• Excerpted text:
Democratic San Francisco Mayor Pushing Mandatory Drug Testing, Treatment for Welfare Recipients

Isn’t it weird how leftist policies never work?

San Francisco Mayor London Breed, a Democrat, wants welfare recipients to participate in drug testing and treatment programs if needed.

Breed thinks the requirement would help address the city’s drug and homeless crisis:

Under the proposed legislation, those who apply for or receive benefits from the County Adult Assistance Programs (CAAP) would undergo screening for substance use disorder and participate in a substance abuse treatment program when the screening reveals that they may have a substance abuse dependency. The legislation must be approved by the Board of Supervisors.

Under the new proposal, as a condition of eligibility to receive CAAP, individuals with suspected substance use disorder would be required to participate in substance abuse screenings or treatment programs funded by SFHSA. These treatment programs would include a range of interventions from residential treatment, medical detox, medically-assisted treatment, outpatient options, and abstinence-based treatment, among others based on the needs of the client. Individuals who refuse or do not successfully engage in treatment would not be eligible to receive CAAP cash assistance and their application would be denied, or they would be discontinued from receiving cash assistance.

• Information shown:
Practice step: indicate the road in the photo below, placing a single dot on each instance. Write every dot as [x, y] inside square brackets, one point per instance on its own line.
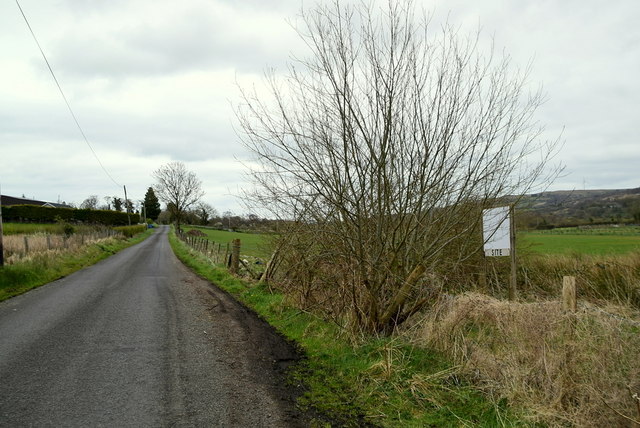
[139, 340]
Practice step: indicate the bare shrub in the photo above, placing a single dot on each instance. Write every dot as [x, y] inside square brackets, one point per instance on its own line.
[386, 144]
[565, 369]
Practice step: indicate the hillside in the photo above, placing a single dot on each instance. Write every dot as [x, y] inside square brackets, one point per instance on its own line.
[577, 207]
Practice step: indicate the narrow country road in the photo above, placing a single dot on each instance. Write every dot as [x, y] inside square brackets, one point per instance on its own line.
[138, 340]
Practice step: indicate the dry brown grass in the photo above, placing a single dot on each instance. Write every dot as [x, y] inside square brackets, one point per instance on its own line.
[565, 369]
[610, 278]
[16, 250]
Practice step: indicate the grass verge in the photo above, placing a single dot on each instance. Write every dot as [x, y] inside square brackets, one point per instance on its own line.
[372, 381]
[42, 268]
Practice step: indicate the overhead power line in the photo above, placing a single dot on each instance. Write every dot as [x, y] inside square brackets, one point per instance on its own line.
[75, 119]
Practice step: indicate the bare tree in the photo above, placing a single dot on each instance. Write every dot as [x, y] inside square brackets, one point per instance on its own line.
[178, 188]
[204, 212]
[383, 147]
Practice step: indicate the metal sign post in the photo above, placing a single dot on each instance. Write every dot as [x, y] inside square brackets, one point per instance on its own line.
[499, 233]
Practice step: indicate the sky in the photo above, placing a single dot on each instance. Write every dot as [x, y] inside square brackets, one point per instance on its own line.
[155, 81]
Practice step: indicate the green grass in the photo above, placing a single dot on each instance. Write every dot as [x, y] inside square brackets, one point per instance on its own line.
[251, 244]
[380, 381]
[600, 241]
[43, 268]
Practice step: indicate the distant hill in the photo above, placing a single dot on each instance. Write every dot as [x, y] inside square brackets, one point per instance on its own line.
[579, 207]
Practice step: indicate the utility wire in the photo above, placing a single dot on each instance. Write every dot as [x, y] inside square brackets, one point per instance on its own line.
[75, 119]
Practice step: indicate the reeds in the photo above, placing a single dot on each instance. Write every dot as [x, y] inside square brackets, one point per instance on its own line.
[566, 369]
[17, 247]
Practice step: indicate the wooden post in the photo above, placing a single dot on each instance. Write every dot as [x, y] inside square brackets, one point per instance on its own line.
[126, 205]
[569, 298]
[235, 256]
[569, 304]
[512, 242]
[1, 233]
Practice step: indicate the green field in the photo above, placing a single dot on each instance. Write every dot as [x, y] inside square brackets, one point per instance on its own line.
[597, 241]
[251, 244]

• Exercise objective: Pick up the article on the San Francisco mayor's welfare drug-testing proposal after its last sentence and continue it.

• Response box:
“San Francisco is a city of compassion, but also a city that demands accountability,” Breed said in a statement. “We fund a wide range of services, and we want to help people get the care they need but under current state law, local government lack tools to compel people into treatment. This initiative aims to create more accountability and help get people to accept the treatment and services they need.”

There is a process for it to become law:

To become law, Breed’s proposal will need to be approved by the Board of Supervisors. Their reactions Tuesday were mixed. Board President Aaron Peskin said the mayor was “grasping for a political lifeline” and predicted the policy would fail, while Supervisor Matt Dorsey was supportive, noting that “coercive interventions can work.” If the board does not approve the proposal, Breed could take it to voters through a ballot initiative.

Around 5,200 people in San Francisco get money through the County Adult Assistance Program. In 2022, the program handed out $30.3 million.

People who reside in houses can get $637 a month.

The homeless receive $105 a month plus a shelter bed.

One survey indicates that 52% of San Francisco’s homeless population suffer from substance abuse and consider it “a disabling condition.”

In 2022, 25% of those who died from overdoses were homeless.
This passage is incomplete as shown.